--- EXERCISE REQUIREMENTS ---
a) Translate the sentence "He was born in Lincoln, Nebraska in 1927." from the text about Paul John Achtemeier into Spanish.
b) Arrange the lines of the entries as a numbered list, starting at the line that contains "Can you find the distant" and ending at the line that contains "pixel 284 294", both included, and omit any blank lines.

Paul John Achtemeier (3 September 1927 – 28 January 2013) was Herbert Worth and Annie H. Jackson Professor of Biblical Interpretation Emeritus at Union Theological Seminary in Virginia, now Union Presbyterian Seminary in Richmond, Virginia.  He was born in Lincoln, Nebraska in 1927.

He was a widely respected authority on the New Testament, the author or co-author of 18 books and over 60 scholarly journal articles. In addition, he was editor of a number of book series, most notably as the New Testament Editor for the series Interpretation: A Bible Commentary for Teaching and Preaching and the General Editor of Harper's Bible Dictionary (1985, revised 1996), in conjunction with the Society of Biblical Literature. Achtemeier was also the former editor of the quarterly Interpretation: A Journal of Bible and Theology.

Life
Achtemeier was an honors graduate of Elmhurst College (A.B.) and of Union Theological Seminary (New York) (B.D.), from where he also received his doctorate (Th.D.). He also studied at Princeton Theological Seminary, Heidelberg University (Germany), and the University of Basel (Switzerland).

--- MATERIAL ---
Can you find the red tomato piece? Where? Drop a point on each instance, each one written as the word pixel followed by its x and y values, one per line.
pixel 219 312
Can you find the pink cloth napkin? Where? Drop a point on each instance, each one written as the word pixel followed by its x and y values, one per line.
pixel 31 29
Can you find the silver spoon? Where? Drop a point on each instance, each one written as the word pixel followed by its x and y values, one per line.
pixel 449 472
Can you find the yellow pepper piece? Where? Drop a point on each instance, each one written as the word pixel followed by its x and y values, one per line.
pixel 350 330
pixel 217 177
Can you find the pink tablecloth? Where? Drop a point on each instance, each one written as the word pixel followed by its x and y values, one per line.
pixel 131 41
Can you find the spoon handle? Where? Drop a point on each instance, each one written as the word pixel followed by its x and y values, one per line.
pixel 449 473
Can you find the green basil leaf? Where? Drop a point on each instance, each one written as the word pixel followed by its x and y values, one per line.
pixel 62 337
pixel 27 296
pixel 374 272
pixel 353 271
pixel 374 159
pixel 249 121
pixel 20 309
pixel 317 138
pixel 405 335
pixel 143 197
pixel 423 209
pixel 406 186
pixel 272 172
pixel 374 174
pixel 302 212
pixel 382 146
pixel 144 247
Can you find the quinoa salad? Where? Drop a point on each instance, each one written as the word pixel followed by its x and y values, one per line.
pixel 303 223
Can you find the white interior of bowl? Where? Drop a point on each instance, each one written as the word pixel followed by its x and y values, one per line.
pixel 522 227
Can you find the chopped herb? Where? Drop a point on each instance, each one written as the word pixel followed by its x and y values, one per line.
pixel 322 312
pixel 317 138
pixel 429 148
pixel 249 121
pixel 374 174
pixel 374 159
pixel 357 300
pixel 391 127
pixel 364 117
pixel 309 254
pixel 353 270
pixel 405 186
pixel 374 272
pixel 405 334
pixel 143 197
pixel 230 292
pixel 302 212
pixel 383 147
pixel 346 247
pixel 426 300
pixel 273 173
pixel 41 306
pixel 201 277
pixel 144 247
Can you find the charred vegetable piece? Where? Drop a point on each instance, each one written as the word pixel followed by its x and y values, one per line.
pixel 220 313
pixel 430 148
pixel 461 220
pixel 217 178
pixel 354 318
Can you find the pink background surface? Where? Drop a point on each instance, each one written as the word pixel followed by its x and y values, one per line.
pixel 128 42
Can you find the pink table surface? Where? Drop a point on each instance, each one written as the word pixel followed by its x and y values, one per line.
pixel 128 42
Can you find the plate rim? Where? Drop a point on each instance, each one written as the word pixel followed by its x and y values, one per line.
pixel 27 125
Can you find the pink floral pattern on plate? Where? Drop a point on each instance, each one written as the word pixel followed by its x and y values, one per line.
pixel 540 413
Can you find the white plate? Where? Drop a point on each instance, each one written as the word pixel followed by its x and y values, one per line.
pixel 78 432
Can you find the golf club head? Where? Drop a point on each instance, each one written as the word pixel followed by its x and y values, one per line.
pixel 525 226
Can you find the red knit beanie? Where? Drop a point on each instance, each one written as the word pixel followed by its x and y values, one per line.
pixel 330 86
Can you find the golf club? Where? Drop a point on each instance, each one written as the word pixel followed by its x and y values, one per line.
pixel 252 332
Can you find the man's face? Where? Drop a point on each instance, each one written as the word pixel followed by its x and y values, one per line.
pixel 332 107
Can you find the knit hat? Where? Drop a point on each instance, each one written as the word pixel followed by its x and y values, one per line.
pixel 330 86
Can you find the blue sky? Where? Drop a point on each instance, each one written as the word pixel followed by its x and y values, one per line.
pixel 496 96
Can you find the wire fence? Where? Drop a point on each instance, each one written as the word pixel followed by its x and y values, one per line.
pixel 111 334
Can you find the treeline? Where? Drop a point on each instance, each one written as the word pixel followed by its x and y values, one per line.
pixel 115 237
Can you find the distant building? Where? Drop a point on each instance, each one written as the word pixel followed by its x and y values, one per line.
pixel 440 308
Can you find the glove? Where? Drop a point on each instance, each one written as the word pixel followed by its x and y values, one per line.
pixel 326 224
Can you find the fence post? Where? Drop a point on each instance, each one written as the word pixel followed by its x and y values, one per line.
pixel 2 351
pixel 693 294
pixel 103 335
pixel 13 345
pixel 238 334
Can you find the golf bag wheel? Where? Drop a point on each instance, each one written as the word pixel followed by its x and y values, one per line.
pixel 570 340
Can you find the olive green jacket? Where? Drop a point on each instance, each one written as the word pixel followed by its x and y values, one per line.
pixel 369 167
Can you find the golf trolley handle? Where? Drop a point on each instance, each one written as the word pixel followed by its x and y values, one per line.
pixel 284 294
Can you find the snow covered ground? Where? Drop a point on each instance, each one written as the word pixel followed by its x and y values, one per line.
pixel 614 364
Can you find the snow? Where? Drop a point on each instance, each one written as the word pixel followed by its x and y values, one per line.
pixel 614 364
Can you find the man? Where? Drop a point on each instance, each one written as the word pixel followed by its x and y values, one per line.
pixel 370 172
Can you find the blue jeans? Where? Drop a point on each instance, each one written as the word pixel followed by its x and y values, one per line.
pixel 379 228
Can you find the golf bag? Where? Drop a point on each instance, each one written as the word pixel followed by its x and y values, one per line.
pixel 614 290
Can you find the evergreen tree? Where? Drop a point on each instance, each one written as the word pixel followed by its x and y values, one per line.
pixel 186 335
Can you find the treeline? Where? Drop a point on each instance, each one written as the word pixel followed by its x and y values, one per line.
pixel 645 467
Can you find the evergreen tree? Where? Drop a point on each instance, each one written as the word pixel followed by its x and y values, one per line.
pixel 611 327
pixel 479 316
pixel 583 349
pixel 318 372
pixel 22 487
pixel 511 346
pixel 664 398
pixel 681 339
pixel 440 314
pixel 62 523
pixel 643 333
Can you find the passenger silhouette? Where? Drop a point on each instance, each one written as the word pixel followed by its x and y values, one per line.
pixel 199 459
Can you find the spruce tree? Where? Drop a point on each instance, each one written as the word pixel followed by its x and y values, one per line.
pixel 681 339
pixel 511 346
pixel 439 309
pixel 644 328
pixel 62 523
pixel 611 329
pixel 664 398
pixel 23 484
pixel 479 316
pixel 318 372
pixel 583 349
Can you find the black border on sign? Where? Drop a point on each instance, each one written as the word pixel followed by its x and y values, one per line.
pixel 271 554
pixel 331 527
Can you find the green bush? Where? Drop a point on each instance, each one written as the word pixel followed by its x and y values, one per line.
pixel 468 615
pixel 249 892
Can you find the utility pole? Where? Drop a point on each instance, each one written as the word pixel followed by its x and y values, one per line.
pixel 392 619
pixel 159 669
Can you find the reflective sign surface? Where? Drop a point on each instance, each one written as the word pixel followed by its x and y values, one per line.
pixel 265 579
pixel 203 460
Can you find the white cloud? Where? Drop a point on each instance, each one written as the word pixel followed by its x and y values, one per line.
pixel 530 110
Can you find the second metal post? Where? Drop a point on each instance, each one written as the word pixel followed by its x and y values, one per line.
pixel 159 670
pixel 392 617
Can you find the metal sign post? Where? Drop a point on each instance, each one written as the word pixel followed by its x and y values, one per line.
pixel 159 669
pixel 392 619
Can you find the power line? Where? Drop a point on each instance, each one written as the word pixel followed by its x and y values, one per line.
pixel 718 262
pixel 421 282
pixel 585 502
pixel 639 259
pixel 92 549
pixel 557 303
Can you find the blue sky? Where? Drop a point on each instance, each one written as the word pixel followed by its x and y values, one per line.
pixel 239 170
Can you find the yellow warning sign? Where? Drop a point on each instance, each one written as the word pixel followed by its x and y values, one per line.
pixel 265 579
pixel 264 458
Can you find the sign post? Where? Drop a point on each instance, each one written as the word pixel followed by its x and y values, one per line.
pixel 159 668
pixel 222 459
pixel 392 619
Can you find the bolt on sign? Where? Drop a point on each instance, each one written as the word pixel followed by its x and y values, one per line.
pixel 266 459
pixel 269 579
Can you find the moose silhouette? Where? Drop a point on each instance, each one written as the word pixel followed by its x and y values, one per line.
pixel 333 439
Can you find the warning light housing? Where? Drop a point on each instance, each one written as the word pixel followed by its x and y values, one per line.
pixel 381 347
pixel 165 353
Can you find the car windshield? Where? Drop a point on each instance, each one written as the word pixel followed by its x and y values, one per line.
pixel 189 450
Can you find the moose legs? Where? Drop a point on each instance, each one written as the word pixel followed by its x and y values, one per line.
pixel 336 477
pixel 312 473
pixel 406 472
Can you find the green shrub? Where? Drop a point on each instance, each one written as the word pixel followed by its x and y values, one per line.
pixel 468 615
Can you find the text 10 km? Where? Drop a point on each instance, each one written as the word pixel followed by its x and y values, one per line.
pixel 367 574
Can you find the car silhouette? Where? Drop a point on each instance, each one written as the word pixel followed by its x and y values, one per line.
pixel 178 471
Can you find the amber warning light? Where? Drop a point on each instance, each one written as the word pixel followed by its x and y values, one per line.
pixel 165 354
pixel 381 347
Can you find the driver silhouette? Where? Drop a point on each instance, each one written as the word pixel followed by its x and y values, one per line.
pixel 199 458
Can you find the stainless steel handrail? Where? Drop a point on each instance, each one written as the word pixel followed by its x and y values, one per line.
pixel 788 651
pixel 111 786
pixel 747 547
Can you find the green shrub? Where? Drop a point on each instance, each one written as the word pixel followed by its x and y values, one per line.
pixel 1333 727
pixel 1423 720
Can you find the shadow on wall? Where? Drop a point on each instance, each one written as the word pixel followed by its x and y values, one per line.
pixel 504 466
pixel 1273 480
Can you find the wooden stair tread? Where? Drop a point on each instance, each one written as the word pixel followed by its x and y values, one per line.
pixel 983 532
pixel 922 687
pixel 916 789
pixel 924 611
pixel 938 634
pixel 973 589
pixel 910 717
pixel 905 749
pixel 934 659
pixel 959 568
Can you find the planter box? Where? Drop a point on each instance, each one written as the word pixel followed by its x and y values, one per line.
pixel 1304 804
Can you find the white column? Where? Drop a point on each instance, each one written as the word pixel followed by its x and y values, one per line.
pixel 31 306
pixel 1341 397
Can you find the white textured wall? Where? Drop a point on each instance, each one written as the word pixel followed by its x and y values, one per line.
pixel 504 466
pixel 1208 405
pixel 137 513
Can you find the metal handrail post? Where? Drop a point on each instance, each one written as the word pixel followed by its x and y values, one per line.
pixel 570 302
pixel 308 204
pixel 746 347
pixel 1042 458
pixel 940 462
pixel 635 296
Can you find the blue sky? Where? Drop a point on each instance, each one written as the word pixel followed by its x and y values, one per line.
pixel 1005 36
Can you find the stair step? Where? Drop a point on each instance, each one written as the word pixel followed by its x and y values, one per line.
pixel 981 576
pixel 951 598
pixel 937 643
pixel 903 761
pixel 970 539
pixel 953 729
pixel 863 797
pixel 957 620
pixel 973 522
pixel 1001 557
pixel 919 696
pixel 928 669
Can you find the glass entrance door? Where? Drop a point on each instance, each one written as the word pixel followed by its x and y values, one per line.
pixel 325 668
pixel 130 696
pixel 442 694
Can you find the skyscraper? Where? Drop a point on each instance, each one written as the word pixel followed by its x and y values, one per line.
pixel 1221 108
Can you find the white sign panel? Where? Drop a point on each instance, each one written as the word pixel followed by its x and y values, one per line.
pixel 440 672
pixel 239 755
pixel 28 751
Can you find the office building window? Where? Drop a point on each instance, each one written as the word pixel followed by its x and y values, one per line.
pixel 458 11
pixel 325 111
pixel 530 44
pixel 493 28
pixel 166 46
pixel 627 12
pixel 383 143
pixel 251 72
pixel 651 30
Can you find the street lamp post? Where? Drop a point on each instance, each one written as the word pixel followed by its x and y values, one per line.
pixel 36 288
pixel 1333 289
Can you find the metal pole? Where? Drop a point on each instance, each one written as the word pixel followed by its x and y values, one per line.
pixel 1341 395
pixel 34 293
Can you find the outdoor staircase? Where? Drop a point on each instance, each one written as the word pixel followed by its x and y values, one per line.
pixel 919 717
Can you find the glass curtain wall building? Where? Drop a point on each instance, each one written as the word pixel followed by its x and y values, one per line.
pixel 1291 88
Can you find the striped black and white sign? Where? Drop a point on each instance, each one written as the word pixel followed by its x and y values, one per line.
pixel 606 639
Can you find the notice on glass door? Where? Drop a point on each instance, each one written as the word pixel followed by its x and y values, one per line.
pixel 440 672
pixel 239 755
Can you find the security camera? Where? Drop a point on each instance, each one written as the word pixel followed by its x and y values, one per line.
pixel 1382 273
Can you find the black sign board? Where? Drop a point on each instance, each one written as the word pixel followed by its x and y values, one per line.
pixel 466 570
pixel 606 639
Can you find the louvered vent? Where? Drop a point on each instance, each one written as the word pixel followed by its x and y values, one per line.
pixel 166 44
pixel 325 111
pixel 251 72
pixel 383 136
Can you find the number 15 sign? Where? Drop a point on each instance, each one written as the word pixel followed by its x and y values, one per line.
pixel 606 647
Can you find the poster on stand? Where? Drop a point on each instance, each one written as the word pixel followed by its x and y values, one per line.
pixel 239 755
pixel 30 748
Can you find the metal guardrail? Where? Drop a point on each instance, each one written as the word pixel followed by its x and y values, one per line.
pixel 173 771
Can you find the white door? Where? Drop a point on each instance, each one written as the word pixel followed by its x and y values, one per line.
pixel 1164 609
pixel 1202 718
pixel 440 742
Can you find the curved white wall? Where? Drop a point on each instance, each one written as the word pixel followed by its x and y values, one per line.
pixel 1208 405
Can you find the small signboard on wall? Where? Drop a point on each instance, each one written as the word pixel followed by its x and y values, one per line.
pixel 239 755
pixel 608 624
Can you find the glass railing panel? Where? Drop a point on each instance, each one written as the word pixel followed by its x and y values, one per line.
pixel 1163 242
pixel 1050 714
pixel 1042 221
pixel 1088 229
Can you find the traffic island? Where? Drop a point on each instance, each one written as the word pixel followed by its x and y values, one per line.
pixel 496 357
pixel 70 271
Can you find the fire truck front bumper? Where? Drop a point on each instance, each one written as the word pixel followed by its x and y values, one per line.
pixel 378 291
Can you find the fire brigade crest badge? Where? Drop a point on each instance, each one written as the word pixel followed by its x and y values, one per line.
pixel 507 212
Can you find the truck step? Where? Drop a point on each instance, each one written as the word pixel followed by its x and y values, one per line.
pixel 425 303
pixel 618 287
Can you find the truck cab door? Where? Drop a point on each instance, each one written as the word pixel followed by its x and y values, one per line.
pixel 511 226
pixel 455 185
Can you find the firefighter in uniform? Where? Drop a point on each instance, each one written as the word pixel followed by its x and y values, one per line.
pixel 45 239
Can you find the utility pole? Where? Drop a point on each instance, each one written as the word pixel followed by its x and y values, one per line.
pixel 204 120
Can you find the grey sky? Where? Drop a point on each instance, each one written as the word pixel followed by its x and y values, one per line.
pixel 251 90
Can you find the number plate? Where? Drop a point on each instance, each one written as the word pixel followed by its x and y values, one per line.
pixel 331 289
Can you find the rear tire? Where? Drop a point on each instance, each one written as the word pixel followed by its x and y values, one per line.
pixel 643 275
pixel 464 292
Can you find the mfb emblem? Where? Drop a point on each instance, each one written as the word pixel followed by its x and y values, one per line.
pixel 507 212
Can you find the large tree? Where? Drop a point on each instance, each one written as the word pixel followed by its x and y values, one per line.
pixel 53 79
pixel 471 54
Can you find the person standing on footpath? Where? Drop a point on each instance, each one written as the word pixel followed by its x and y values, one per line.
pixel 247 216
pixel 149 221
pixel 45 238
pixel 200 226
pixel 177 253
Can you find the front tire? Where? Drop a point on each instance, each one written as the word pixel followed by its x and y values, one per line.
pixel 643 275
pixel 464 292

--- TASK RESPONSES ---
a) Nació en Lincoln, Nebraska, en 1927.

b)
1. Can you find the distant building? Where? Drop a point on each instance, each one written as the word pixel followed by its x and y values, one per line.
2. pixel 440 308
3. Can you find the glove? Where? Drop a point on each instance, each one written as the word pixel followed by its x and y values, one per line.
4. pixel 326 224
5. Can you find the fence post? Where? Drop a point on each instance, each one written as the word pixel followed by its x and y values, one per line.
6. pixel 2 351
7. pixel 693 294
8. pixel 103 335
9. pixel 13 345
10. pixel 238 334
11. Can you find the golf bag wheel? Where? Drop a point on each instance, each one written as the word pixel followed by its x and y values, one per line.
12. pixel 570 340
13. Can you find the olive green jacket? Where? Drop a point on each instance, each one written as the word pixel followed by its x and y values, one per line.
14. pixel 369 167
15. Can you find the golf trolley handle? Where? Drop a point on each instance, each one written as the word pixel followed by its x and y values, one per line.
16. pixel 284 294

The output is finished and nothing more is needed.